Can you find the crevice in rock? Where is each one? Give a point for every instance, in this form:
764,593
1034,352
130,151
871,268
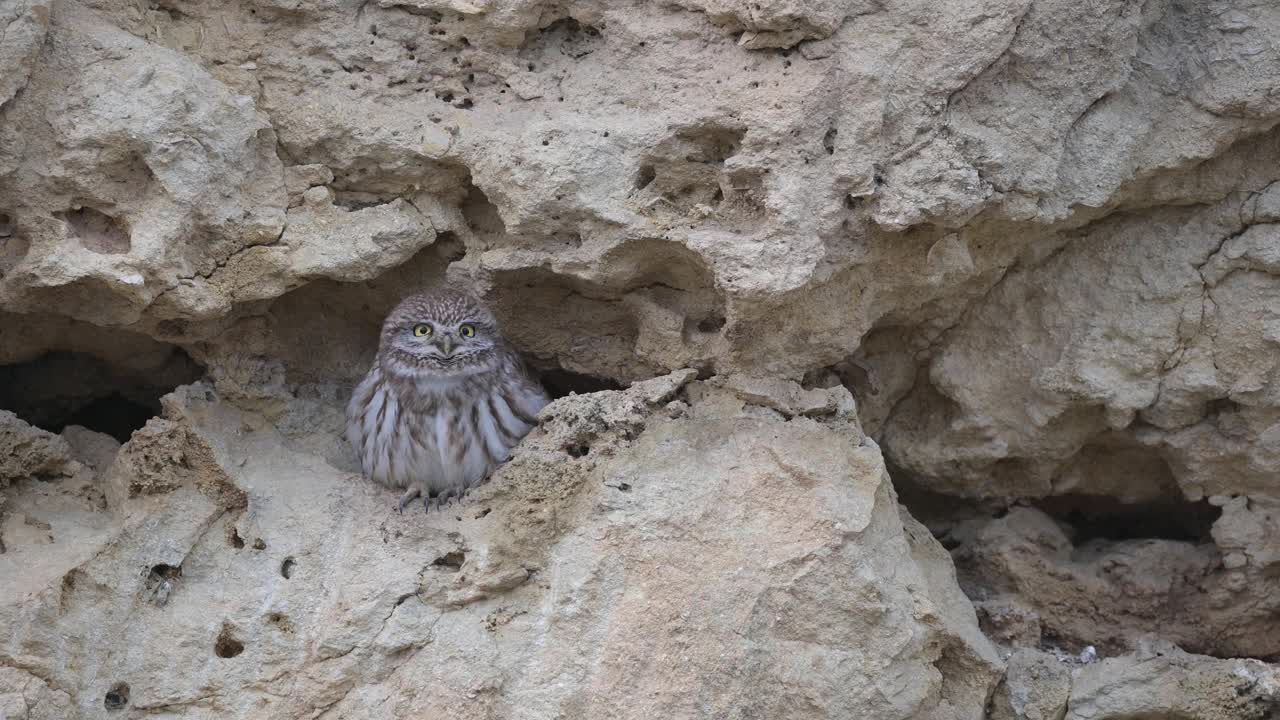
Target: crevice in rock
480,214
560,383
227,646
97,231
64,388
117,697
════════
Work item:
Reproduce each line of the records exactly, omitting any picture.

Expected answer:
Can you find the crevice in rock? Where is each one? Give a point for every instance, in this form:
764,593
1034,352
130,151
871,268
Target: crevice in rock
480,214
560,383
227,646
97,231
64,388
117,697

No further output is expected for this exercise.